Write out again only the lines between the one with "Would you be able to pin the golden" and the end of the records below, both ends counted, and don't include the pictures.

Referring expression pointing data>
..........

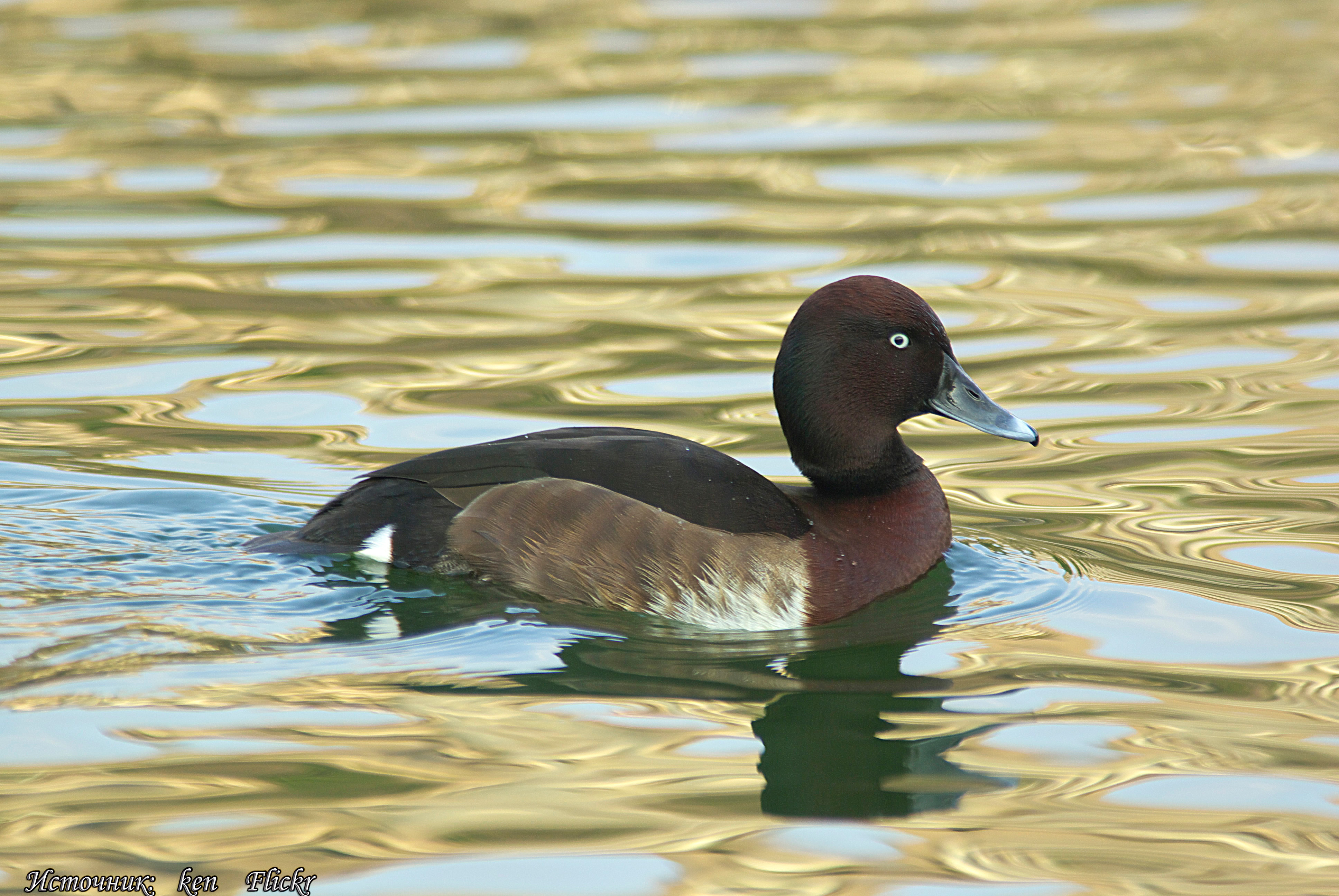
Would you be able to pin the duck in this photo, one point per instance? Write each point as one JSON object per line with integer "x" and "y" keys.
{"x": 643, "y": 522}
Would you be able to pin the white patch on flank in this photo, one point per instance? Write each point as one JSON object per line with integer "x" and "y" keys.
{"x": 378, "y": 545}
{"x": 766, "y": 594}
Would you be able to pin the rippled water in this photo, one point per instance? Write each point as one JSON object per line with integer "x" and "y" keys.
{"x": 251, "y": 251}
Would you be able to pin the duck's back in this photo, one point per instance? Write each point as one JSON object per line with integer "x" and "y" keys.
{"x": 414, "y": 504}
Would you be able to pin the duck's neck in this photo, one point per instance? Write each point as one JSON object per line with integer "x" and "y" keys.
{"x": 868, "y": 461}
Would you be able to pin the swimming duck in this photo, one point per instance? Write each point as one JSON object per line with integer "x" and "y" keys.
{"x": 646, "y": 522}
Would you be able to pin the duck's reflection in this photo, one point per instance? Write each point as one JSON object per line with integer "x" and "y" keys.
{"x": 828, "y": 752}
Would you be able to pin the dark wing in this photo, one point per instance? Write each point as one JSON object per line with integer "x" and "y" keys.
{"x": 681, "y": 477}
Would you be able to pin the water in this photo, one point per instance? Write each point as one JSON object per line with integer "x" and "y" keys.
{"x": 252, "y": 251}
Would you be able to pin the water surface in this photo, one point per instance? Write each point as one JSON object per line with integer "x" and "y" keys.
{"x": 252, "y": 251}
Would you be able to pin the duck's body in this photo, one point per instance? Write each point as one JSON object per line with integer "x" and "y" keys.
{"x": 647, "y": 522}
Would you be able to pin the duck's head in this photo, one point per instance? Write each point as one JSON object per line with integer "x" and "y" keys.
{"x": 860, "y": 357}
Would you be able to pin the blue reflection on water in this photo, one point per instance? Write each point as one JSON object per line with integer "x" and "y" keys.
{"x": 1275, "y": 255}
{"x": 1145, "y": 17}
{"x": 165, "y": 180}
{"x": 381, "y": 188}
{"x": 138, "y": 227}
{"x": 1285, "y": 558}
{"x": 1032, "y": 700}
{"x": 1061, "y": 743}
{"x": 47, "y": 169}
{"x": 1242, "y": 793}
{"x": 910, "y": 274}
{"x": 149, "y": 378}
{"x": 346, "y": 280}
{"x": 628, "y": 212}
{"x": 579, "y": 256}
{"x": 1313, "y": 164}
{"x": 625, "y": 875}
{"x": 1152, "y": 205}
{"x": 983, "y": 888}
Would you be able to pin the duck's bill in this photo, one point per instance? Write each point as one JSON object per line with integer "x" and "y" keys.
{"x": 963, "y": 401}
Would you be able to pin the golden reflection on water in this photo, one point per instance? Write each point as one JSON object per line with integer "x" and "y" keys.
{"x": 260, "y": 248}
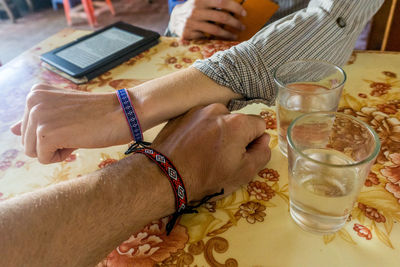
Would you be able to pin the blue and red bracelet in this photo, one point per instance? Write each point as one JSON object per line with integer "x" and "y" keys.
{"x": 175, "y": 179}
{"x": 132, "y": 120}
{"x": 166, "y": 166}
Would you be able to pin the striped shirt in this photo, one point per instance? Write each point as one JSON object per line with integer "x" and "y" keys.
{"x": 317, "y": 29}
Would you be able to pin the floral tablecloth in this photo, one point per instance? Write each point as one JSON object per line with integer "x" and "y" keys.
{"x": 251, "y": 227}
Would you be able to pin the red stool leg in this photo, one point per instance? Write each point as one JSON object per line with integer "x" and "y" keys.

..........

Result below>
Would you be able to pin the golden reflection on water in this photo, one point per instance? Write each point as one JSON object per line with integer "x" and "y" keys.
{"x": 260, "y": 248}
Would you be able to pin the blue and red bracelet in this photo, one point per instance? Write each point as one JSON object per line with integer "x" and "y" keys.
{"x": 175, "y": 179}
{"x": 132, "y": 120}
{"x": 166, "y": 166}
Would you be able to pin the striped shirt in this photo, one point per instance? Write each point as one JSON object per line with integer "x" and "y" keys.
{"x": 317, "y": 29}
Would you be able to pin the floral tablecloth in this photo, one point per instance? Write each point as one JSON object per line with integer "x" and "y" keys.
{"x": 251, "y": 227}
Would you be able to pin the red stool leg in this photo, one point per instance? Write each point as one JSON object per line with integer "x" and "y" keys.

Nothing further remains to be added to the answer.